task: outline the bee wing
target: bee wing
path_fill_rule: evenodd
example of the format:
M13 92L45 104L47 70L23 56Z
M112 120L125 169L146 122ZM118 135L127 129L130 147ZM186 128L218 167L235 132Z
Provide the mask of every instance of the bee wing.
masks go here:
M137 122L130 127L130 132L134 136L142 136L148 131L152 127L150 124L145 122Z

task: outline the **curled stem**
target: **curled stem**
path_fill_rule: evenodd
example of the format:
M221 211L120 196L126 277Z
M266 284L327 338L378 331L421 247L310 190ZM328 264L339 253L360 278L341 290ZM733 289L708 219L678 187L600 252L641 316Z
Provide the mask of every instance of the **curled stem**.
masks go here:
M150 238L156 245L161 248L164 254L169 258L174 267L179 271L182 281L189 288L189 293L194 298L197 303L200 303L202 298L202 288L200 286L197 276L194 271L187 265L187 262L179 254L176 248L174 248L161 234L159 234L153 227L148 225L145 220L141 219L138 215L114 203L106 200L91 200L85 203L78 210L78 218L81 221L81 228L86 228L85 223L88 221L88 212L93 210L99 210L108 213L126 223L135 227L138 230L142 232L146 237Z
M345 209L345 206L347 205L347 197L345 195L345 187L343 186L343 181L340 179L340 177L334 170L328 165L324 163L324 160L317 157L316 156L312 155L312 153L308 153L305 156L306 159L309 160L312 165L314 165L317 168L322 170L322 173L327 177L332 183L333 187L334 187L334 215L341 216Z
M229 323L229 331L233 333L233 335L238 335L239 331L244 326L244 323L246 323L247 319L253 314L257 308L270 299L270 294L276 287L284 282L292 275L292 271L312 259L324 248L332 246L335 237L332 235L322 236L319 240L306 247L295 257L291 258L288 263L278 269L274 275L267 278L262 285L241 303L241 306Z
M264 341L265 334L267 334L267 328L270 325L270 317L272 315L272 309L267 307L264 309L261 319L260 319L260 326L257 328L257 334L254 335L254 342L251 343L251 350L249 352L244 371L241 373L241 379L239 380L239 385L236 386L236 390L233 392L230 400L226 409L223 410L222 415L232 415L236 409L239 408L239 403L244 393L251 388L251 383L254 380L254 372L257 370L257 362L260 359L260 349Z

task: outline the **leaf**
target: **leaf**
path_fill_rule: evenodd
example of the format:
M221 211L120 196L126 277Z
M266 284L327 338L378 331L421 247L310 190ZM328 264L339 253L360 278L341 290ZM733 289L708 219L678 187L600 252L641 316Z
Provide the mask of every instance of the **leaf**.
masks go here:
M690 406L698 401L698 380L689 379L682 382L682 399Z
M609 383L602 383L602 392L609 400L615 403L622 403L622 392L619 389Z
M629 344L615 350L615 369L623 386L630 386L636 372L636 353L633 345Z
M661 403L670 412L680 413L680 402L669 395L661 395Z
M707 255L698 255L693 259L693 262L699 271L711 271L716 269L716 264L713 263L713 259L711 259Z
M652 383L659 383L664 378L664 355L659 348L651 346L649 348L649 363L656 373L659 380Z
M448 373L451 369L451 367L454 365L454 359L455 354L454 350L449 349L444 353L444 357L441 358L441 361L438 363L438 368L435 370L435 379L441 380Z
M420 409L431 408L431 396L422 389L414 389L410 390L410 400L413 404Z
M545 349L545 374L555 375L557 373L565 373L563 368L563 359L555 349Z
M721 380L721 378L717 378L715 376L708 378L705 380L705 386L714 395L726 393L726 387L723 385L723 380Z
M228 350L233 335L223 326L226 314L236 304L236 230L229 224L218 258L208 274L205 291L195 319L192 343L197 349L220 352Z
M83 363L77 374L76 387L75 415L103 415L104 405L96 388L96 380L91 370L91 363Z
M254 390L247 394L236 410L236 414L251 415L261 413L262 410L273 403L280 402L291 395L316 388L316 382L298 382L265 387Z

================

*Task instructions*: Reproduce all of the rows above verbatim, altering nothing.

*Answer for this exercise*:
task: outline the bee wing
target: bee wing
path_fill_rule: evenodd
example of the format:
M13 92L45 104L47 70L23 56Z
M112 120L125 169L146 122ZM118 135L127 129L130 147ZM186 128L218 167L235 132Z
Provide the mask of every instance of the bee wing.
masks go here:
M137 122L130 127L130 132L134 136L142 136L148 131L152 127L150 124L145 122Z

task: outline the **curled stem**
target: **curled stem**
path_fill_rule: evenodd
example of the format:
M221 211L120 196L126 277Z
M266 284L327 338L378 331L421 247L310 190ZM328 264L339 253L360 278L341 290ZM733 289L708 219L678 187L600 252L641 316Z
Provide the mask of every instance of the **curled stem**.
masks go here:
M150 238L156 245L161 248L164 254L169 258L174 267L179 271L182 281L189 288L189 293L194 298L197 303L200 303L202 298L202 288L200 286L197 276L194 271L187 265L187 262L179 254L176 248L174 248L161 234L159 234L153 227L148 225L145 220L141 219L138 215L114 203L106 200L91 200L85 203L78 210L78 218L81 221L81 228L86 228L85 223L88 221L88 212L93 210L99 210L108 213L126 223L135 227L138 230L142 232L146 237Z
M345 209L345 206L347 205L347 197L345 195L345 187L343 186L343 181L340 179L340 177L334 170L328 165L324 163L324 160L317 157L316 156L312 155L312 153L308 153L305 156L306 159L309 160L312 165L314 165L317 168L322 170L322 173L327 177L332 183L333 187L334 187L334 215L341 216Z
M229 323L229 331L233 333L233 335L238 335L239 331L244 326L244 323L246 323L247 319L253 314L257 308L270 299L270 294L276 287L284 282L292 275L292 271L312 259L324 248L332 246L335 237L332 235L322 236L319 240L306 247L295 257L291 258L288 263L278 269L274 275L267 278L262 285L241 303L241 306Z
M264 341L265 334L267 334L267 328L270 325L270 317L272 315L272 309L267 307L264 309L261 319L260 319L260 326L257 328L257 334L254 335L254 342L251 343L251 350L249 352L244 371L241 373L241 379L239 380L239 385L236 386L236 390L233 392L230 400L226 409L223 410L222 415L232 415L236 409L239 408L239 403L244 393L251 388L251 383L254 380L254 372L257 370L257 362L260 359L260 349Z

task: outline the **leaf**
target: **leaf**
path_fill_rule: evenodd
example of the format:
M221 211L120 196L126 277Z
M266 284L327 338L378 331L421 247L310 190ZM328 264L339 253L360 278L341 290ZM733 289L708 219L678 187L600 252L641 316Z
Provide the mask of every instance of the **leaf**.
masks go here:
M690 406L698 401L698 380L689 379L682 382L682 399Z
M609 383L602 383L602 392L609 400L615 403L622 403L622 392L619 389Z
M629 344L615 350L615 369L623 386L630 386L636 372L636 353L633 345Z
M661 403L670 412L680 413L680 402L669 395L661 395Z
M707 255L698 255L693 259L693 262L699 271L711 271L716 269L716 264L713 263L713 259L711 259Z
M652 383L659 383L664 378L664 355L659 348L651 346L649 348L649 363L656 373L659 380Z
M448 373L451 369L451 367L454 365L454 359L455 354L454 350L449 349L444 353L444 357L441 358L441 361L438 363L438 368L435 370L435 379L441 380Z
M420 409L431 408L431 396L422 389L414 389L410 390L410 400L413 404Z
M545 349L545 374L555 375L557 373L565 373L563 368L563 359L555 349Z
M721 380L721 378L717 378L715 376L708 378L705 380L705 386L714 395L726 393L726 387L723 385L723 380Z
M228 350L233 335L223 326L226 314L236 304L236 230L229 224L218 258L208 274L205 291L195 319L192 343L197 349L220 352Z
M83 363L77 374L76 387L75 415L103 415L104 405L96 388L96 380L91 370L91 363Z
M254 390L247 394L236 410L236 414L251 415L261 413L262 410L273 403L280 402L291 395L316 388L316 382L298 382L265 387Z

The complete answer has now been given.